**PASSAGE CHOISI**
>>

Le nom d’usage, c’est celui-ci dont toute personne a le droit de faire justement usage dans sa vie sociale au travail ou dans sa relation avec les administrations. C’est un nom qui ne se transmet pas à ses descendants. Cette proposition de loi fait d’abord entrer dans le code civil les règles de la loi Badinter de 1985, qui ne sont pas assez connues et qui permettent à chaque personne majeure ou mineure d’adjoindre à son nom de famille, à titre d’usage, le nom du parent qui ne lui a pas été transmis.
Les possibilités offertes en la matière seront élargies, pour les majeurs comme pour les mineurs, puisqu’il sera également possible de substituer le nom du parent qui n’a pas été transmis ou de l’adjoindre dans l’ordre voulu.
En ce qui concerne les mineurs, l’attribution d’un nom d’usage est considérée en jurisprudence comme un acte grave de l’exercice de l’autorité parentale, qui nécessite préalablement l’accord des deux parents ou, à défaut, l’autorisation du juge.
En cas de séparation, cette règle peut être source de difficultés lorsque l’enfant ne porte le nom que d’un seul des parents et que ce dernier n’est pas d’accord pour modifier le nom d’usage de l’enfant.
C’est la raison pour laquelle je pense qu’il est nécessaire de permettre au parent dont le nom n’a pas été transmis d’adjoindre son nom, à titre d’usage, à celui de l’enfant, à condition d’en avoir informé préalablement l’autre parent. Il est effectivement plus juste que, dans cette hypothèse, ce soit au parent qui s’oppose à l’adjonction de saisir le juge.
Si votre commission a conservé certaines de ces avancées, elle est également revenue sur un certain nombre de ces points.
Les mesures concernant les majeurs ont été conservées. Tout à l’heure, votre rapporteur vous proposera d’ailleurs un amendement visant à reprendre les propositions de renvoi aux différentes combinaisons de noms qui sont offertes par l’article 311-21 du code civil. Cela me paraît aller dans le bon sens.

<<

**LISTE**

>>

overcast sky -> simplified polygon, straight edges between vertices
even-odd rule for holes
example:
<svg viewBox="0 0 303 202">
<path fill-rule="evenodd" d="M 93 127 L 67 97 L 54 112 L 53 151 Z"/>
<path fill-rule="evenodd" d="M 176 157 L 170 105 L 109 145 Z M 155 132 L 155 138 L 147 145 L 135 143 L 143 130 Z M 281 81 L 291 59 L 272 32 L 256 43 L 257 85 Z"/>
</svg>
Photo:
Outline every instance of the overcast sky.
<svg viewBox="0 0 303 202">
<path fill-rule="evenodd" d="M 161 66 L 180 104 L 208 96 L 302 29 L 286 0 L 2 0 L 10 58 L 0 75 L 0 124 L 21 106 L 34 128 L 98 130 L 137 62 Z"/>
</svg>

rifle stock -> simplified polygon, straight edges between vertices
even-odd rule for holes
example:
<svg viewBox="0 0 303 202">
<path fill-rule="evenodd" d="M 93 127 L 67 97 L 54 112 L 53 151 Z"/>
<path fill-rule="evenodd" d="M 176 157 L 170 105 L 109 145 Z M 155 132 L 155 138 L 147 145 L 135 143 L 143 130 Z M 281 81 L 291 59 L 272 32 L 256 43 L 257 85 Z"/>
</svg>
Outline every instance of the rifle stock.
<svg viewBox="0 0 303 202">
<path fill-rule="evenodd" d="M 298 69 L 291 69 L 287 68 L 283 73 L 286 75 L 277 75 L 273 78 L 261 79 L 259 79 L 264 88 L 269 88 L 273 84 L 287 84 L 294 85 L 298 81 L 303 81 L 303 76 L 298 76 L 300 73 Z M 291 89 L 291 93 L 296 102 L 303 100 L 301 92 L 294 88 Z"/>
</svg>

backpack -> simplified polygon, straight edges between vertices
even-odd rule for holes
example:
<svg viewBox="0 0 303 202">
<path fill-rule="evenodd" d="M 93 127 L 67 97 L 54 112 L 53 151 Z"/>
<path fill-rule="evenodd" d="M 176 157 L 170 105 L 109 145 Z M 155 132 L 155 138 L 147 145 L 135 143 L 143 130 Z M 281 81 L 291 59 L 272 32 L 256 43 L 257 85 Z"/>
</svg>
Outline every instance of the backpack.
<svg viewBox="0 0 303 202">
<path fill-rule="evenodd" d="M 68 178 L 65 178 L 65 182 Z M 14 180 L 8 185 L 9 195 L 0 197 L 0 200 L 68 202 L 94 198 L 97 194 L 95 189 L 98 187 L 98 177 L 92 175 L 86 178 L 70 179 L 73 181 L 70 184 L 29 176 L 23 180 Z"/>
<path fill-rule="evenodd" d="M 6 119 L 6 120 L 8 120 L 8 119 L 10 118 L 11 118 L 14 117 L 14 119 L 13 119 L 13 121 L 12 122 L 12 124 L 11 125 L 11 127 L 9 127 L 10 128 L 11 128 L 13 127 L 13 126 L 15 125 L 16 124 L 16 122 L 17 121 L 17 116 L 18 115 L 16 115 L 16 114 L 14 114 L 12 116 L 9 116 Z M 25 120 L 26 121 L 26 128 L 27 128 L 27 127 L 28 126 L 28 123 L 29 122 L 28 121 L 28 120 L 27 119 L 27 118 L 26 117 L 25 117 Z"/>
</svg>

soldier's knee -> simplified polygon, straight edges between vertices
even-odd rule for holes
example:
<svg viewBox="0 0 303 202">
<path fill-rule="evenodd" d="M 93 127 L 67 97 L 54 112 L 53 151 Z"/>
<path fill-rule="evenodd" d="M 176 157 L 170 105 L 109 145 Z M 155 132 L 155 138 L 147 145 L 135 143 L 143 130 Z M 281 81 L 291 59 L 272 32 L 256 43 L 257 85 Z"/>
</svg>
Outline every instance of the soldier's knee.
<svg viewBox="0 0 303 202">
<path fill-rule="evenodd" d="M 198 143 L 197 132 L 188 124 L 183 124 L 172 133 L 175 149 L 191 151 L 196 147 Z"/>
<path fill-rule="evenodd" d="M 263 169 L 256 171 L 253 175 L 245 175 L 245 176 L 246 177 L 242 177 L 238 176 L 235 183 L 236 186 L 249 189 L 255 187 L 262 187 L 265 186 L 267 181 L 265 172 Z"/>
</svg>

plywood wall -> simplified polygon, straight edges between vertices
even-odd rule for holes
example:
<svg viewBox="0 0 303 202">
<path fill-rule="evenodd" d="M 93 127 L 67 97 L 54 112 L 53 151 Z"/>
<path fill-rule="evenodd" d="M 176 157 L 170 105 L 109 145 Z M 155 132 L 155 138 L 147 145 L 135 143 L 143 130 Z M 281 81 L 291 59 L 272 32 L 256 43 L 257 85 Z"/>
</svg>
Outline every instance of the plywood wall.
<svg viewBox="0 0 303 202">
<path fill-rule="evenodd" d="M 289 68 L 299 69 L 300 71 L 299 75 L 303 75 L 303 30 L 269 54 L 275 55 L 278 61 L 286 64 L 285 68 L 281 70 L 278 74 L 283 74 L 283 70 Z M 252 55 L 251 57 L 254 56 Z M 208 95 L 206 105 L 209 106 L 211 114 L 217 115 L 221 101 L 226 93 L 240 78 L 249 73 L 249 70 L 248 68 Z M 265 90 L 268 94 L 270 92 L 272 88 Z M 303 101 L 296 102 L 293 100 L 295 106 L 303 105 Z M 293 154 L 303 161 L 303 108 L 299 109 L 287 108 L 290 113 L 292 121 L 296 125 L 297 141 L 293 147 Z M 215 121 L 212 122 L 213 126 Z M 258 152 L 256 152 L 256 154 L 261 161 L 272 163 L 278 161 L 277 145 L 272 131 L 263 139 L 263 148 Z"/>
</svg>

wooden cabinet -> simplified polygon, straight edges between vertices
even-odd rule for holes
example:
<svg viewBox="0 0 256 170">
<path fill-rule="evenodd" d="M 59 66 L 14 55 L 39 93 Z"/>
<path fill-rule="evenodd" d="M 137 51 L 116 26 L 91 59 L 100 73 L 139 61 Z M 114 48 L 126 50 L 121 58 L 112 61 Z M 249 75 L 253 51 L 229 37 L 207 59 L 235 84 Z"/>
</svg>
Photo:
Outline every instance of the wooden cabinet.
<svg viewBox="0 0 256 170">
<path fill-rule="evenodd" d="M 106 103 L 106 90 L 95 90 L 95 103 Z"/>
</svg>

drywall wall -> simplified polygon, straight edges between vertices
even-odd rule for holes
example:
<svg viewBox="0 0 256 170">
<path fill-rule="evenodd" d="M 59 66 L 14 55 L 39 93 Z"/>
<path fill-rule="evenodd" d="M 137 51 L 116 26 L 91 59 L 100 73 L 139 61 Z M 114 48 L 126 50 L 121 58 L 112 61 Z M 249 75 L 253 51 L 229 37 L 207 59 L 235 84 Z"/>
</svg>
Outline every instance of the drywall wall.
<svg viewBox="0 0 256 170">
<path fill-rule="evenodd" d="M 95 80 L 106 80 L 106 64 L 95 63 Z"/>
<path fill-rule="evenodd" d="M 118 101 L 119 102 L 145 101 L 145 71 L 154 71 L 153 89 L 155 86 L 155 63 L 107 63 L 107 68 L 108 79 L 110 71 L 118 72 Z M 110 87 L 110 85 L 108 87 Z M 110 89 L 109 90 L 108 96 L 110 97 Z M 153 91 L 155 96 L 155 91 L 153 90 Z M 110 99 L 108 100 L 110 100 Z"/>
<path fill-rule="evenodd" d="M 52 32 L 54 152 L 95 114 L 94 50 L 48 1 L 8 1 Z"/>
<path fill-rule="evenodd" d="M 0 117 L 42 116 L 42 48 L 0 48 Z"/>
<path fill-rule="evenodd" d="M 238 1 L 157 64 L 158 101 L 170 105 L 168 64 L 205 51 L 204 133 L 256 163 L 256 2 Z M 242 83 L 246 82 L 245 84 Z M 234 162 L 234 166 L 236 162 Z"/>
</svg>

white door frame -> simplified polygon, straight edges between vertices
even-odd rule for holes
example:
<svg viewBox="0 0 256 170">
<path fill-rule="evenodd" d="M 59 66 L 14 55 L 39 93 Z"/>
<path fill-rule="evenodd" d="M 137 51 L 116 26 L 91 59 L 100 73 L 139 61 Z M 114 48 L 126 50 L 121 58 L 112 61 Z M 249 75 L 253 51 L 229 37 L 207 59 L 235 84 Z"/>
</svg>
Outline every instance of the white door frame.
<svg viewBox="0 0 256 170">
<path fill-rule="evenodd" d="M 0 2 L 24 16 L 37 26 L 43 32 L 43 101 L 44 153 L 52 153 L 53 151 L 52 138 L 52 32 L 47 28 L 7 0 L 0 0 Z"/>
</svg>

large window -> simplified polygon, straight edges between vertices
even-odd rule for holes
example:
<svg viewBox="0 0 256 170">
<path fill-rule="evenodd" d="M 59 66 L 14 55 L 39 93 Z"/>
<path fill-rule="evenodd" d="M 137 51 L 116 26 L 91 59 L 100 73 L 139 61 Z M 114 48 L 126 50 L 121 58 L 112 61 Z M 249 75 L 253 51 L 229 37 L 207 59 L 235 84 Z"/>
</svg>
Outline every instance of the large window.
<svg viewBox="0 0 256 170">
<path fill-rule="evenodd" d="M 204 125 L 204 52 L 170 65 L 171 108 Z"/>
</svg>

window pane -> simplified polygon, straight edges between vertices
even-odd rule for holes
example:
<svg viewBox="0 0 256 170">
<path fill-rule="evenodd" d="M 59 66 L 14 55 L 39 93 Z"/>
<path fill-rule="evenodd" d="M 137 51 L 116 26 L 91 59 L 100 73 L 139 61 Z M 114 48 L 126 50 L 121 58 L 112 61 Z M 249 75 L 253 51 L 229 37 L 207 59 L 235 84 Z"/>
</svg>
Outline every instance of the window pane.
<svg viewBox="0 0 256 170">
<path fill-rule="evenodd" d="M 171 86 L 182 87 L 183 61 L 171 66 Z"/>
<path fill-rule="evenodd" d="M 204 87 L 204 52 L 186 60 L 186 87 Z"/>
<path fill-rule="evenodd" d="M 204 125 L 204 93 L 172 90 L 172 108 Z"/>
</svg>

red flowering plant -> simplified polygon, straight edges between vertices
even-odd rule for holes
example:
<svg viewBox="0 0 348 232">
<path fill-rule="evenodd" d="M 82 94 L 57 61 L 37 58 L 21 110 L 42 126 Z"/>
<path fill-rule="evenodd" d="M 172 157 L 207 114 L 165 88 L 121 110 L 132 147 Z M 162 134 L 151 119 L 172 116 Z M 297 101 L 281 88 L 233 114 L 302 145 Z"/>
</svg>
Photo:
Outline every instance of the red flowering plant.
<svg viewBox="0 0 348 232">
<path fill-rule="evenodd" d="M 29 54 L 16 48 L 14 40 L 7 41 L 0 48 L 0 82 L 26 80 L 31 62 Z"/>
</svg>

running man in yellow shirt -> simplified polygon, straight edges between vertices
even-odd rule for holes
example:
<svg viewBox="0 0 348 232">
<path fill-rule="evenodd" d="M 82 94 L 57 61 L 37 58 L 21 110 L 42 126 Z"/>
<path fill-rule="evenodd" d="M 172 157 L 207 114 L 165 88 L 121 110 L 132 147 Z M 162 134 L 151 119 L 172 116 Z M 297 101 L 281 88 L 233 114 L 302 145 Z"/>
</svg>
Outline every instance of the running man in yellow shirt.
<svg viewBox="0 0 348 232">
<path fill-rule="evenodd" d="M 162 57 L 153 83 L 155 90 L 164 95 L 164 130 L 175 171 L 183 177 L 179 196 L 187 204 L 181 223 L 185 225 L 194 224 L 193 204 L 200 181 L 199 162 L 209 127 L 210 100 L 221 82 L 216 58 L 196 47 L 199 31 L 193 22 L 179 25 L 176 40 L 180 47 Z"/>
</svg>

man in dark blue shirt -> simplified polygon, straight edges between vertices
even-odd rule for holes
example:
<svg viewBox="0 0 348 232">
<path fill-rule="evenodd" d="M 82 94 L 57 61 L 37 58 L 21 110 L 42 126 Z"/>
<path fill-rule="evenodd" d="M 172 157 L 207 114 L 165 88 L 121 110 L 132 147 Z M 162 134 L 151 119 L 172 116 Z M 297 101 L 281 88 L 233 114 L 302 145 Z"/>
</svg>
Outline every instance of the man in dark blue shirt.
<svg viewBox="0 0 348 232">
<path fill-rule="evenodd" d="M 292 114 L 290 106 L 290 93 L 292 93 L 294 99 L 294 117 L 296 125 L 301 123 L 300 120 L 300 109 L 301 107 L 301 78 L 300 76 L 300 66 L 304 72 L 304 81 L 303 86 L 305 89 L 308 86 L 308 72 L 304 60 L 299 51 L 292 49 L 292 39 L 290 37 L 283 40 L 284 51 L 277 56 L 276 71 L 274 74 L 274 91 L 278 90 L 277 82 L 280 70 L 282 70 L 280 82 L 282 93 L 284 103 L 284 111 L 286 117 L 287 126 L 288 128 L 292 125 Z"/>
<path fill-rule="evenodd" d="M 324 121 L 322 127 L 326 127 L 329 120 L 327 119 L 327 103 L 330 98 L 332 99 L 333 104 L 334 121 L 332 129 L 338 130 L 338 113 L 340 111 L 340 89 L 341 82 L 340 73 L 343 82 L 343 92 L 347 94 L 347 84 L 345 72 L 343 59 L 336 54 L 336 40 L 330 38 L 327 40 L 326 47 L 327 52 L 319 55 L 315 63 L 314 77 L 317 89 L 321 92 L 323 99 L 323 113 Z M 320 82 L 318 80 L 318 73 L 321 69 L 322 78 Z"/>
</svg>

<<

**CONSIGNE**
Écrivez la suite du texte sur le nom d'usage, à partir de la phrase qui se termine par « aller dans le bon sens ».

**RÉPONSE**
En revanche, concernant les mineurs, c’est le retour au droit actuel, à la « case départ ». Cela ne vous étonnera pas : je ne puis approuver ce choix, qui fait peser sur la mère la responsabilité de saisir le juge, et cela même lorsqu’il s’agit simplement d’adjoindre au nom du père le nom de la mère qui a porté l’enfant et qui l’a élevé autant que le père. Car, il faut le dire, c’est bien des mères qu’il s’agit la plupart du temps, et cela leur cause bien sûr un tracas supplémentaire.
Le texte issu de votre commission ne permet plus de répondre aux préoccupations légitimes de ces mères séparées, qui sont, on le sait, trop souvent fragilisées.
Votre commission n’a pas souhaité non plus, à l’égard des mineurs, autoriser à titre d’usage la substitution du nom, sous prétexte de stabilité et sous prétexte d’éviter toute exacerbation des conflits. C’est source de complexité. L’idée était d’harmoniser les règles entre le nom d’usage et le nom de famille ; ce texte modifié ne le permet pas, ce qui est, de notre point de vue, regrettable.
Plus encore, à l’article 2, qui concerne le changement de nom de famille, cœur de cette proposition de loi, votre commission a rejeté purement et simplement la réforme proposée. Ce texte devait permettre une plus grande liberté pour chaque Française et chaque Français, sans bouleverser les règles relatives à l’attribution et à la dévolution du nom de famille.
Mesdames, messieurs les sénateurs, j’ai tout autant que vous pleinement conscience que les équilibres en matière de nom sont particulièrement sensibles et, à vrai dire, toujours fragiles.
Certains ont également parlé d’une « mise à mal de l’unité du nom de la fratrie ». Je leur réponds que non : le principe d’unité du nom de la fratrie prévu par le code civil n’est ici aucunement modifié. D’ores et déjà, dans certains cas, les membres d’une même fratrie portent des noms différents. Cela a toujours existé et c’est inévitable, notamment en raison des modalités d’établissement de la filiation, qui peuvent varier au sein d’une même famille.
Votre commission s’est, quant à elle, inquiétée du risque d’utilisation frauduleuse du changement de nom et de la charge des officiers d’état civil. Je veux répondre sur ces points.
Tout d’abord, le risque d’utilisation frauduleuse, même s’il est négligeable, n’est pas sous-estimé.
Il est négligeable au regard du champ d’application de cette proposition : le choix du nom est limité ; il ne peut s’agir que de porter le nom du parent qui n’a pas été transmis. La procédure simplifiée ne permet pas de choisir un nom fantaisiste ; elle demeure inscrite dans le cadre des noms de la parentèle, c’est-à-dire de ceux qui sont d’ores et déjà inscrits sur l’acte de naissance au titre de la filiation.
Aussi, il ne sera pas possible de perdre la trace de quelqu’un qui aura changé de nom dans le cadre de la réforme. Par conséquent, il n’est pas nécessaire d’organiser une mesure de publicité autre que celle qui est d’ores et déjà prévue à l’état civil.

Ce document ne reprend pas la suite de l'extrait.